First off, you're going to get different answers here because of all those variables I listed above. However, I tried to start an experiment to take this from the purely anecdotal into a spreadsheet with some form of collected data:
ACTUAL 5e Encounter Difficulty (GoogleDrive)
(1) MY experience with a fresh (uninjured, no resources spent) party of 6 low-level PCs (low to moderate optimization, mix of player skills), is that the answer to your first question is YES, more than half the time I design encounters where the XP budget is hard or deadly.
(2) For your second question, for my current games (at 3rd level and 4th level, respectively) I tend to use monsters no more than CR+2 above the party's level. I'm sure as they get to higher levels that threshold will increase. For example, having 3rd level spells once they hit 5th level (like your PCs are starting) will be a power jump. I'll also add that it's HUGELY dependent on the specific monster's capacities. For example, CR 2 carrion crawlers. Even with the way 5e neutered their paralyzation power, a single carrion crawler was scary at 1st level, and a trio of carrion crawlers was terrifying at 2nd level.

*-*-*

> **WRITTEN INSTRUCTION**:
In the text on encounter difficulty, how far above the party's level does the writer tend to go when choosing monsters for the current games?

> **MATERIAL**:

*-*-*

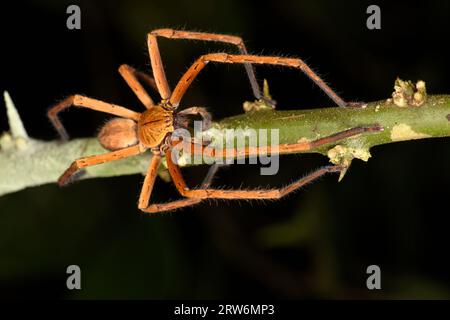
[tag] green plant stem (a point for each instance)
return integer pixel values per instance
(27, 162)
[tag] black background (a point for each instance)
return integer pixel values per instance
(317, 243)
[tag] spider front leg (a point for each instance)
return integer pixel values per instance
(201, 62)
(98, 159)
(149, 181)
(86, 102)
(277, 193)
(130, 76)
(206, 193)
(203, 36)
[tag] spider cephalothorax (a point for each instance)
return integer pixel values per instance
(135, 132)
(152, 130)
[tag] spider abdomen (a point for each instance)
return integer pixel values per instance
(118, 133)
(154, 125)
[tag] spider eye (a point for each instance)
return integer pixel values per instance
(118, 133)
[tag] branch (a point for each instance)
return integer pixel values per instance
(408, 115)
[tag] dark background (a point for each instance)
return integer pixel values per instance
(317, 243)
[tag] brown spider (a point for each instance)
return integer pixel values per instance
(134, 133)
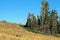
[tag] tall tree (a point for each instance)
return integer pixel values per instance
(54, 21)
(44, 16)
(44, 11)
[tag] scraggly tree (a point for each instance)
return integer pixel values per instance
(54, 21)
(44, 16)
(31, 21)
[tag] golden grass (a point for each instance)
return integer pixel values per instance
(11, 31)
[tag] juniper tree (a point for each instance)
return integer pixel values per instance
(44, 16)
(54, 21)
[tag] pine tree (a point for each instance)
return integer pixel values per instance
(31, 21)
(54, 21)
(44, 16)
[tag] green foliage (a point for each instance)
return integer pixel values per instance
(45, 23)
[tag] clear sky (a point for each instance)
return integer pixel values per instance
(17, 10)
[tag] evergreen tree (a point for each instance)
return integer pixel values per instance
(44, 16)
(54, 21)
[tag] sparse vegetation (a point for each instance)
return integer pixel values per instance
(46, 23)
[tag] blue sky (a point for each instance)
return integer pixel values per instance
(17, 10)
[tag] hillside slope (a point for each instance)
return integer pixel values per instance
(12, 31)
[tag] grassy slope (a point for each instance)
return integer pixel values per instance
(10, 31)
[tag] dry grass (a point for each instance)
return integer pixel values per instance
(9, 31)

*-*-*

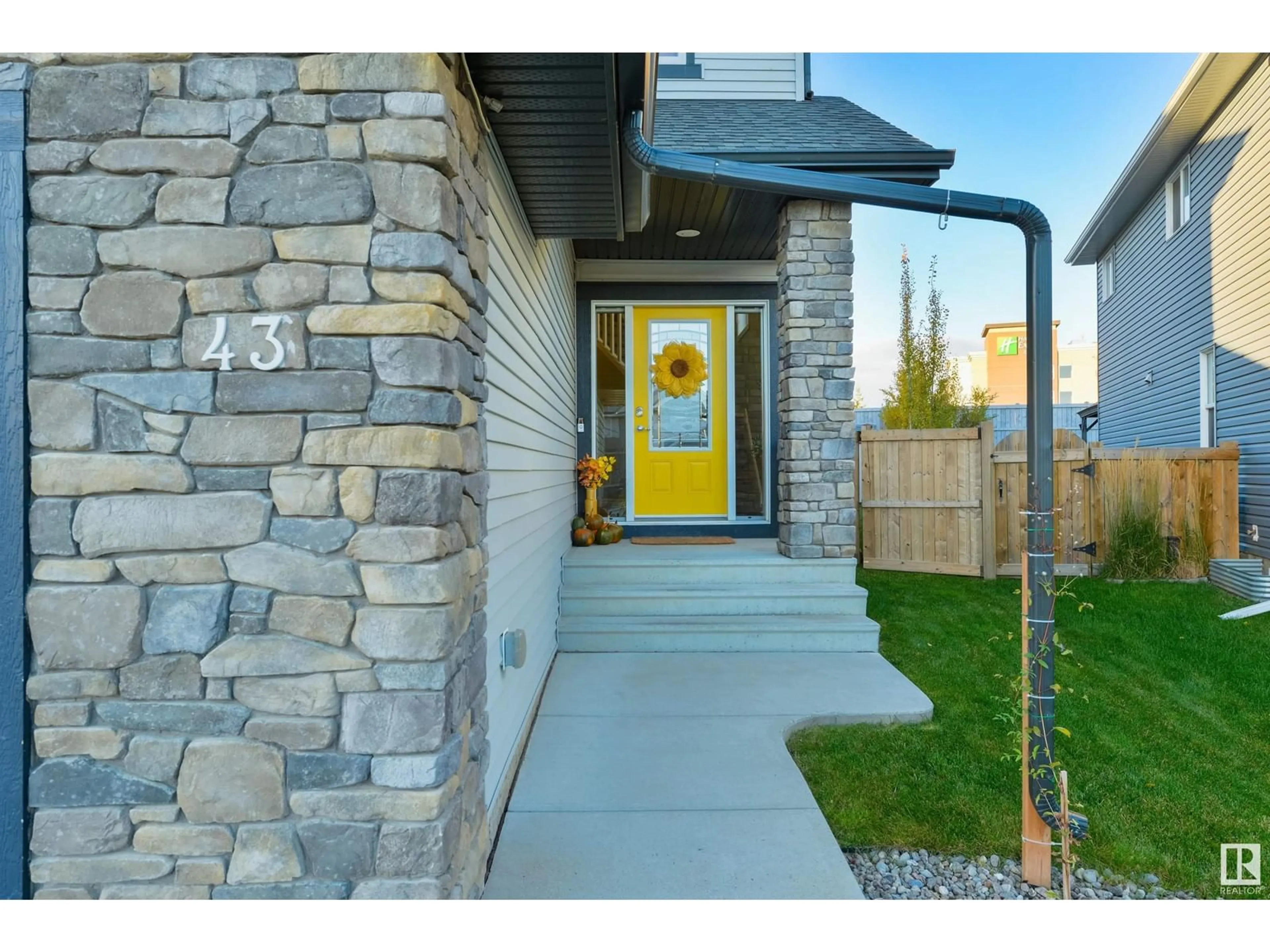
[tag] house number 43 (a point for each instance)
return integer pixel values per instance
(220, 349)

*-*-*

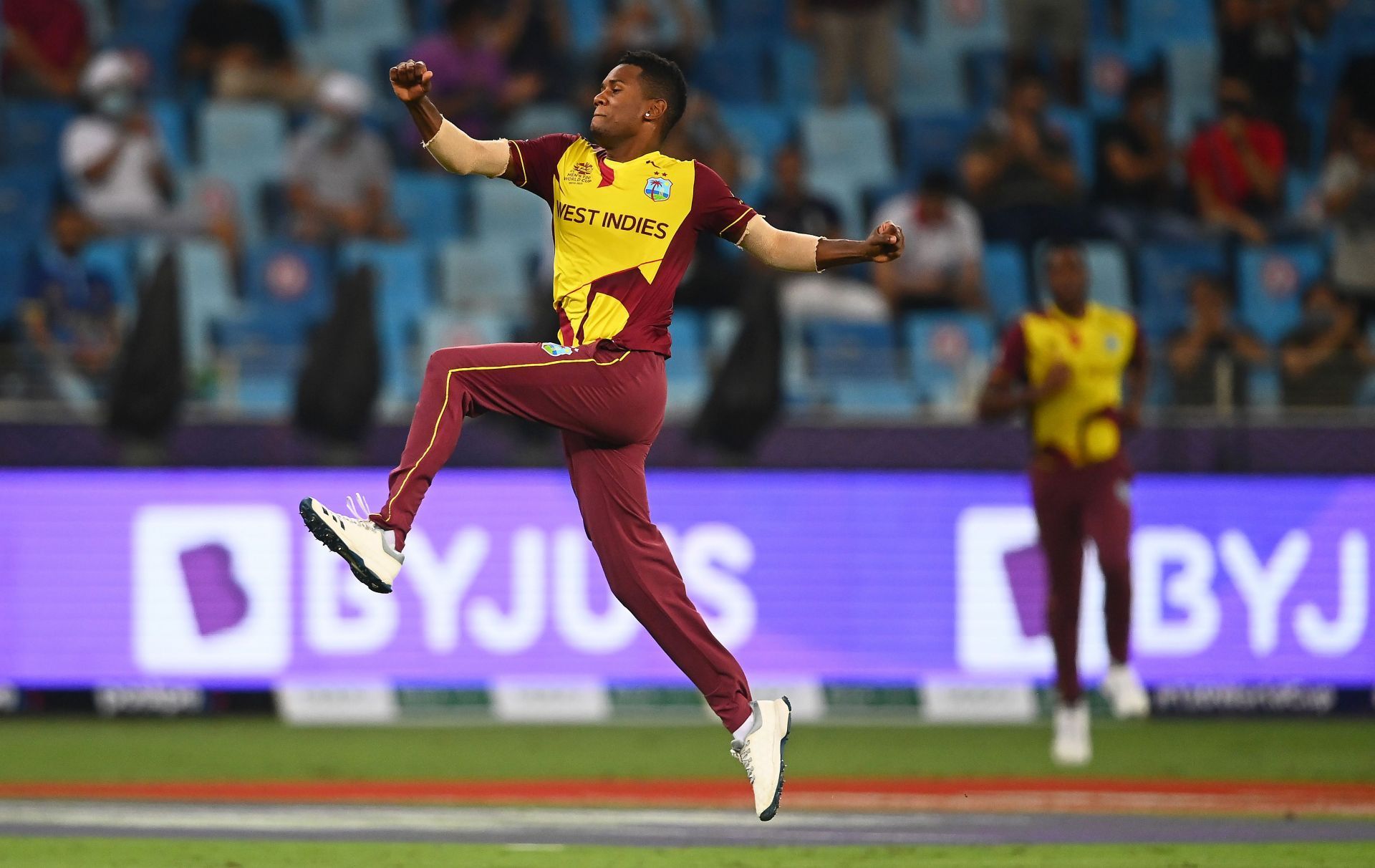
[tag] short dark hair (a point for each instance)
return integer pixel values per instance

*-*-*

> **REPLY**:
No more than CR+2 above the party's level.